Moreno Bernasconi
Analyse. Pour retrouver son attractivité économique et renforcer sa productivité, le Tessin est contraint de changer. Même si la Lega risque de s’avérer gagnante des élections.
Longtemps, le Tessin a vécu grassement. Pendant les trente glorieuses et bien au-delà, au sud des Alpes le mot frontière évoquait les Rolls-Royce blanches, la possibilité de s’enrichir facilement, le boom des banques ainsi que des fiduciaires et, par conséquent, les caisses de l’Etat bien remplies.
C’était à l’époque d’un Tessin qui votait comme la Suisse romande sur les questions sociales et l’«emprise étrangère», et dont la politique familiale était prise en modèle par les autres cantons.
Aujourd’hui, auprès de la majorité des Tessinois, le mot frontière évoque l’invasion d’une armée de plus de 60 000 frontaliers qui, chaque jour, essaiment sur les axes du canton. Le mot frontière est ainsi identifié aux bouchons infinis sur les routes et autoroutes, aux petits entrepreneurs lombards qui viennent «voler» le travail des entreprises locales sur les chantiers et chez les particuliers, aux jeunes Italiens qui prennent la place de jeunes Tessinois en fin d’apprentissage, aux médecins et au personnel sanitaire italien dans les hôpitaux, aux ingénieurs et informaticiens d’excellent niveau engagés en nombre croissant dans les entreprises du canton.

■ DONNÉES FOURNIES
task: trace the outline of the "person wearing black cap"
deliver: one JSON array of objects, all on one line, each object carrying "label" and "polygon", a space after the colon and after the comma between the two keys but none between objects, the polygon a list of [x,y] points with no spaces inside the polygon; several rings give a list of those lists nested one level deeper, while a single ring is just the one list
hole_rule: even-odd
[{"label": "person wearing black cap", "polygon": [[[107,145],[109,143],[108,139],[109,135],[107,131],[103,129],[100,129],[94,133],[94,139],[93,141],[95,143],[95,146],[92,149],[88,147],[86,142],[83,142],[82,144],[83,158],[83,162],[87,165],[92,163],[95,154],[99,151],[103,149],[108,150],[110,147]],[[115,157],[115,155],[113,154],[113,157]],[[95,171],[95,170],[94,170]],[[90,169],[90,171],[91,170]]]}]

■ CONSIGNES DE TRAVAIL
[A] D'après l'analyse consacrée au Tessin, combien de frontaliers se déplacent chaque jour sur les axes du canton ?
[B] Recopiez fidèlement le passage de l'analyse consacrée au Tessin qui va de « Longtemps, le Tessin » jusqu'à « les autres cantons. ».

■ RÉPONSES ATTENDUES
[A] Plus de 60 000 frontaliers.

[B]
Longtemps, le Tessin a vécu grassement. Pendant les trente glorieuses et bien au-delà, au sud des Alpes le mot frontière évoquait les Rolls-Royce blanches, la possibilité de s’enrichir facilement, le boom des banques ainsi que des fiduciaires et, par conséquent, les caisses de l’Etat bien remplies.
C’était à l’époque d’un Tessin qui votait comme la Suisse romande sur les questions sociales et l’«emprise étrangère», et dont la politique familiale était prise en modèle par les autres cantons.